*Exercise*: Reproduce everything in the trees article below from "So, to calculate" down to "a 4-ounce box.", word for word.

>> Begin Excerpted passage

Trees – Confidence in Design

Test-Driven Development (TDD) depends on assembling well-tested parts into a trustworthy whole. Some design structures make this easier. Today, we’ll look at trees.

A tree is a structure consisting of leaf and interior nodes. An interior node contains some number of sub-trees. A tree has a single root node at the top; all are other nodes are its descendants. These nodes may contain information (possibly different information for different types of nodes); they may be mutable or not.

A tree consisting of a root node, and interior and exterior nodes

Trees are the basic model for any hierarchical structure.

Information Flow

One of the things that makes trees attractive is that we can traverse them in well-understood ways.

The two most basic traversals are upward and downward.

An upward traversal can let the value of a node be a function of its children. A downward traversal can let the value of a node be a function of its parent.

Example: Upward Flow

Suppose we want to compute the total weight of a package, where a package contains items or other packages.

An item’s weight is a known quantity. A package’s weight is the sum of the things it contains, plus its box weight.

So, to calculate the total weight of a package, we can do an upward traversal, working from the leaves to the root.

A 6-ounce and a 4-ounce item in a 2-ounce box, and that and a 12-ounce item in a 4-ounce box.

Here’s a Swift implementation. It uses “indirect enum”, which builds a tree recursively.

indirect enum Package {
case item(_ weight: Int)
case boxed(_ boxWeight: Int, _ contents: [Package])

var totalWeight: Int {
switch self {
case .item(let weight):
return weight

case .boxed(let boxWeight, let contents):
var result = boxWeight
for item in contents {
result += item.totalWeight
}
return result
}
}
}

The second case reflects the bottom-up approach – we can’t calculate the total weight for a package until we’ve calculated the weights of everything it contains.

Example: Downward Flow

Consider the tree for an HTML document and how styles get assigned to nodes: they flow from the root toward the leaves. If a node sets a new style (e.g., directly or via CSS), it applies to that node and its descendants, unless one of them sets a new style.

A tree with font Arial at the top, Courier further down, and Mistral somewhere below that.

In the tree shown, the font is Arial, except for nodes from the TABLE down where it’s Courier – except for its first TD, which is Mistral (as is its child.)

>> End Excerpted passage
>> Begin Entries provided

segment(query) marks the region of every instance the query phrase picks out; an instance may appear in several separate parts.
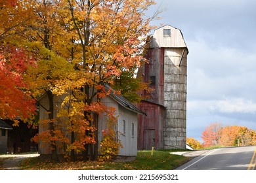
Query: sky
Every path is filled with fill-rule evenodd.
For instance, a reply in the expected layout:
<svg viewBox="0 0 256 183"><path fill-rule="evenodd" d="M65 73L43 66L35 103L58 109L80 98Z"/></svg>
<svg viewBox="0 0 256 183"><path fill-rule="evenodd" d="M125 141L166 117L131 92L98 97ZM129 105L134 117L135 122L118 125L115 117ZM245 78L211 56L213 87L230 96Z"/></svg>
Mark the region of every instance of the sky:
<svg viewBox="0 0 256 183"><path fill-rule="evenodd" d="M256 130L256 1L156 0L151 22L179 29L188 55L187 137L211 123Z"/></svg>

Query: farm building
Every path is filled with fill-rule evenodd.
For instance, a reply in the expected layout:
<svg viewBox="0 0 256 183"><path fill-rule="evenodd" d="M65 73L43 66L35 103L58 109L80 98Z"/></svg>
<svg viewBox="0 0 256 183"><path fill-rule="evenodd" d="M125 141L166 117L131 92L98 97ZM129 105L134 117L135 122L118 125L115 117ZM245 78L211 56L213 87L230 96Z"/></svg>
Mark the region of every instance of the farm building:
<svg viewBox="0 0 256 183"><path fill-rule="evenodd" d="M28 127L20 122L18 126L13 125L9 120L0 120L0 153L19 154L35 152L37 144L31 139L38 132L37 129Z"/></svg>
<svg viewBox="0 0 256 183"><path fill-rule="evenodd" d="M138 149L186 148L188 50L181 31L166 25L155 30L138 71L154 90L139 108ZM142 93L142 95L144 95Z"/></svg>
<svg viewBox="0 0 256 183"><path fill-rule="evenodd" d="M108 85L105 86L106 90L110 89ZM112 89L110 89L112 91ZM54 106L60 105L61 103L61 96L54 95ZM39 100L41 106L48 106L49 100L47 95L44 95ZM110 92L109 95L102 99L103 103L107 107L114 107L116 108L116 116L117 118L117 125L116 126L116 133L118 134L118 139L121 141L123 148L119 149L119 156L134 157L137 154L137 129L138 129L138 116L146 115L146 114L135 106L129 102L121 95ZM48 114L45 108L39 107L39 120L47 119ZM107 129L108 117L106 114L99 115L98 124L98 141L100 142L102 139L102 130ZM39 133L45 131L47 128L39 124ZM62 129L64 130L64 129ZM39 142L39 154L41 156L47 156L51 154L49 144L43 142ZM58 154L62 154L61 150L58 150Z"/></svg>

>> End Entries provided

*Output of the task*:
So, to calculate the total weight of a package, we can do an upward traversal, working from the leaves to the root.

A 6-ounce and a 4-ounce item in a 2-ounce box, and that and a 12-ounce item in a 4-ounce box.